[Work task]: Your response should contain every record below, copied exactly.

(Point localization data)
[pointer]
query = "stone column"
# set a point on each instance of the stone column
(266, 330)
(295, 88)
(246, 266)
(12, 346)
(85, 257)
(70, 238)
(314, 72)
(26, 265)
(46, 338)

[Solution to this problem]:
[pointer]
query = "stone column"
# set a point on each instance of the stone column
(266, 330)
(295, 88)
(246, 266)
(12, 346)
(85, 257)
(70, 238)
(314, 72)
(26, 265)
(46, 338)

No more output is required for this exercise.